### Description of the task
Can you quote the article on rare genetic disorders in Pakistan word for word, between "Dr Sultan termed" and "policy needs revision.", inclusive?

### Exercise passage

KARACHI: Sanofi Pakistan on Friday announced that a series of webinars was held to discuss and debate about the needs of patients of genetic disorders.
Special Assistant to PM on Health Dr Faisal Sultan, Punjab Health Minister Dr Yasmin Rashid, Professor Dr Huma A Cheema, and Lysosomal Storage Disorders Society President Atif Ejaz Qureshi participated in the webinars.
Giving an overview of the burden of rare genetic disorder in Pakistan, especially Lysosomal Storage Disorders (LSDs), Dr Huma said, “According to a conservative estimate, 50 per cent of children in Pakistan die of rare genetic disorders after malnutrition and diarrhea, but there is no policy to safeguard the lives of children living with rare genetic diseases.”
With the assistance of Sanofi Pakistan, the Children’s Hospital in Lahore has established a central registry to determine disease’s prevalence.
Commenting on the national health agenda, Dr Sultan candidly shared that there had been no discourse on rare diseases as governments used to give weightage to more common diseases with larger impacts.
In the context of Covid-19 and other more common conditions, he said, “It is inevitable that rare conditions end up going to the back burner. However, a child with a rare disease has the right to healthcare as much as a child with a more common disease.”
Dr Sultan termed formation of disease registry crucial to decision making on resource allocation, particularly in the devolved healthcare system of Pakistan, and also promised to revisit the Orphan Drugs Policy, 2017, acknowledging that the policy needs revision.
Dr Huma volunteered to share data with the government as the Children’s Hospital maintains data for LSDs in Pakistan and the database is now part of the international disease registry. “A federal policy would impact at every level, not leaving everything to the provincial governments,” said Dr Huma.

### Data records

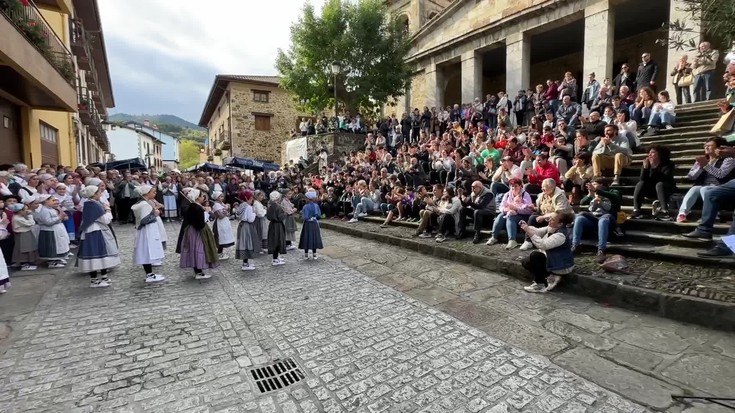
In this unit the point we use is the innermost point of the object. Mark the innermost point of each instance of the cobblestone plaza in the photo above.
(361, 345)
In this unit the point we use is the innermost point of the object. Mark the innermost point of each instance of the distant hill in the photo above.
(172, 120)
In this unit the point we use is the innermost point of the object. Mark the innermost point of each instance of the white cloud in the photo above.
(233, 36)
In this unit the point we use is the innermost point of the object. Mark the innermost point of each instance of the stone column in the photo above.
(471, 76)
(672, 58)
(434, 86)
(599, 41)
(517, 63)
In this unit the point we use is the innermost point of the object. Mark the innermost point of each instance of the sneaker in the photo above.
(527, 245)
(553, 281)
(154, 278)
(535, 288)
(95, 283)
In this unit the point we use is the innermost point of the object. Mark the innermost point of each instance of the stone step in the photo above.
(666, 248)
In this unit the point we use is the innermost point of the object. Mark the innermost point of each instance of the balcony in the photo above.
(223, 141)
(36, 68)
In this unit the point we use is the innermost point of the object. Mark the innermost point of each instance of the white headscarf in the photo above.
(90, 190)
(143, 189)
(193, 194)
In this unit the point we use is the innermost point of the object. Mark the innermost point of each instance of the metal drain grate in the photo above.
(280, 374)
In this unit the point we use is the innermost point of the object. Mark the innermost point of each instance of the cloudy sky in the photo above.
(164, 54)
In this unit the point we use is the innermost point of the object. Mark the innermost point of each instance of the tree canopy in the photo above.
(370, 45)
(715, 17)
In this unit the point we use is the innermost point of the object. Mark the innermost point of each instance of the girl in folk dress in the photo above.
(261, 224)
(222, 227)
(311, 237)
(98, 250)
(276, 228)
(197, 247)
(170, 192)
(149, 242)
(290, 222)
(53, 241)
(66, 205)
(248, 239)
(25, 250)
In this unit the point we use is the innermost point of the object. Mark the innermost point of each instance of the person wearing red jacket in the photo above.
(543, 170)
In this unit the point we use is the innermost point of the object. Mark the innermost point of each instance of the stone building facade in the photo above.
(474, 47)
(248, 116)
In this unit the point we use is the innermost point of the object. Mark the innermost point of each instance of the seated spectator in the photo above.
(662, 114)
(369, 202)
(555, 258)
(613, 151)
(480, 206)
(602, 210)
(428, 216)
(577, 177)
(502, 176)
(515, 207)
(707, 172)
(657, 182)
(551, 200)
(449, 210)
(544, 170)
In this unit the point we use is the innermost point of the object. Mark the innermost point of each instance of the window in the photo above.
(261, 96)
(48, 133)
(262, 122)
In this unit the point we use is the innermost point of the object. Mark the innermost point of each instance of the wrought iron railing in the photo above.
(26, 17)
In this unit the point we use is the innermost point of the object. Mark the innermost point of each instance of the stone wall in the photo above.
(264, 145)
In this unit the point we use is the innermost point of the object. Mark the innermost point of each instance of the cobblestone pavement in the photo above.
(363, 346)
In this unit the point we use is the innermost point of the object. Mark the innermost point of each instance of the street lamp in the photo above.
(336, 69)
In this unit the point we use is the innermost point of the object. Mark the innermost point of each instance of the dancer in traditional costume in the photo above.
(261, 223)
(25, 250)
(149, 242)
(290, 223)
(222, 227)
(197, 247)
(248, 238)
(311, 236)
(53, 241)
(98, 249)
(276, 228)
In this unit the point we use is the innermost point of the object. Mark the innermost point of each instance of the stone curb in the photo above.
(708, 313)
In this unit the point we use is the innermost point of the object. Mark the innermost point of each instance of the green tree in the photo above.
(370, 45)
(188, 154)
(716, 19)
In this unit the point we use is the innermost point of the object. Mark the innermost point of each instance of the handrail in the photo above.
(29, 21)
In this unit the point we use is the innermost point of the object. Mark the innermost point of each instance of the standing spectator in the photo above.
(703, 70)
(647, 71)
(591, 91)
(555, 258)
(656, 181)
(624, 78)
(679, 78)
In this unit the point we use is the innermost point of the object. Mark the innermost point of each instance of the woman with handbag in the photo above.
(682, 79)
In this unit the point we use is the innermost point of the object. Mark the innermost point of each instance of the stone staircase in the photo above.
(658, 240)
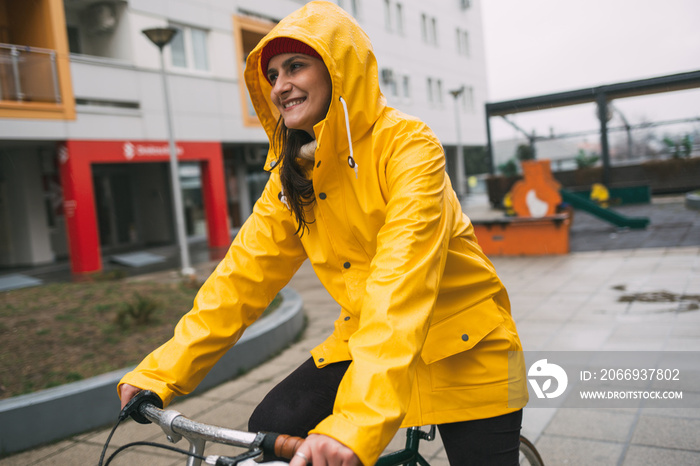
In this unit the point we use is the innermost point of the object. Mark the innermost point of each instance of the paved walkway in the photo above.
(560, 303)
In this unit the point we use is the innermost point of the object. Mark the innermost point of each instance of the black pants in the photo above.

### Response box
Dr Sultan termed formation of disease registry crucial to decision making on resource allocation, particularly in the devolved healthcare system of Pakistan, and also promised to revisit the Orphan Drugs Policy, 2017, acknowledging that the policy needs revision.